### Passage provided

473,799 Members | 3,061 Online
Bytes | Software Development & Data Engineering Community
+ Post

Home Posts Topics Members FAQ

parsing a file..

I need to parse a file which has about 2000 lines and I'm getting
told that reading the file in ascii would be a slower way to do it and
so i need to resort to binary by reading it in large chunks. Can any
one please explain what is all
this about ?
Mar 14 '08 #1
31 2521
broli said:
I need to parse a file which has about 2000 lines and I'm getting
told that reading the file in ascii would be a slower way to do it and
so i need to resort to binary by reading it in large chunks. Can any
one please explain what is all this about ?
Someone's pulling your leg. 2000 lines of text is nothing. Just write the
program so that it's clear, correct, and easy to understand. Then, if and
only if it's too slow (and you should define the "fast enough"/"too slow"
boundary before you start writing the program), it's time to think about
how it might be made faster.

--
Richard Heathfield <http://www.cpax.org.uk >
Email: -http://www. +rjh@
Google users: <http://www.cpax.org.uk/prg/writings/googly.php>
"Usenet is a strange place" - dmr 29 July 1999
Mar 14 '08 #2
broli said:

<snip>
But then I
was told that " normally we don't read scientific data in ascii for
accuracy and speed concerns" which made me wonder what was so wrong ?
The statement!
I could parse 2000 lines in hardly any time and there was no problem
with ascii either.
Right. Someone's pulling your leg, or is overly concerned with efficiency
at the expense of development time and clarity. That isn't to say that
efficiency isn't important. But let's just pretend, for the sake of
argument, that you write it /both/ ways, and then you measure. You
discover that the "binary" technique takes 0.025 seconds to process the
2000 data groups, whereas the "text" version takes 0.075 seconds - three
times slower! Surely this is a triumph for binary!

Yeah, right, but who cares? You press ENTER, and then it takes you 0.1
seconds to look up at the screen, and everything's finished, no matter
which one you ran.

Write it clear, simple, and correct. Then worry about speed if and only if
you have to.

--
Richard Heathfield <http://www.cpax.org.uk >
Email: -http://www. +rjh@
Google users: <http://www.cpax.org.uk/prg/writings/googly.php>
"Usenet is a strange place" - dmr 29 July 1999
Mar 14 '08 #3
In article <4e************ *************** *******@s19g200 0prg.googlegrou ps.com>,
broli <Br*****@gmail. comwrote:
>I need to parse a file which has about 2000 lines and I'm getting
told that reading the file in ascii would be a slower way to do it and
so i need to resort to binary by reading it in large chunks. Can any
one please explain what is all this about ?
Reading in large chunks is unrelated to whether it's binary or
ascii. Perhaps they meant that character-at-a-time reading with
getchar() is slow, which it is on some systems. You can perfectly
well use fread() on text files.

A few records
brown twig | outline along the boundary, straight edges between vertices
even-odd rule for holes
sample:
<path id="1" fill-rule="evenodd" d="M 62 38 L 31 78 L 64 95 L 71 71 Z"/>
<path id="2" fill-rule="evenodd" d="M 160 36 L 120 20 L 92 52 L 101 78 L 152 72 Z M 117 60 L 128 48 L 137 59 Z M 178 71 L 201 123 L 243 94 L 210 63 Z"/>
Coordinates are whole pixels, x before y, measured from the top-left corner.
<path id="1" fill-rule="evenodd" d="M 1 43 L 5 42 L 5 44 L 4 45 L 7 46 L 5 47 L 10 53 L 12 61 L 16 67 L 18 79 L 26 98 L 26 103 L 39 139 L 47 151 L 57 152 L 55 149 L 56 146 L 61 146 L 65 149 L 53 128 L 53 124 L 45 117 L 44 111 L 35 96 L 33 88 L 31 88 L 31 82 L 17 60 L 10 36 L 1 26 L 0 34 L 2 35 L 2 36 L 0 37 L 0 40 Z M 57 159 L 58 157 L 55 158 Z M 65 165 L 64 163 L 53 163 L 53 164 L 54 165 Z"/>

### Problem
Change "clarity" to "readability" in the part of the forum thread starting with "Right. Someone's pulling" and going on through "you have to.", and give that part again with the substitution. The records are not needed.

### Response
Right. Someone's pulling your leg, or is overly concerned with efficiency
at the expense of development time and readability. That isn't to say that
efficiency isn't important. But let's just pretend, for the sake of
argument, that you write it /both/ ways, and then you measure. You
discover that the "binary" technique takes 0.025 seconds to process the
2000 data groups, whereas the "text" version takes 0.075 seconds - three
times slower! Surely this is a triumph for binary!

Yeah, right, but who cares? You press ENTER, and then it takes you 0.1
seconds to look up at the screen, and everything's finished, no matter
which one you ran.

Write it clear, simple, and correct. Then worry about speed if and only if
you have to.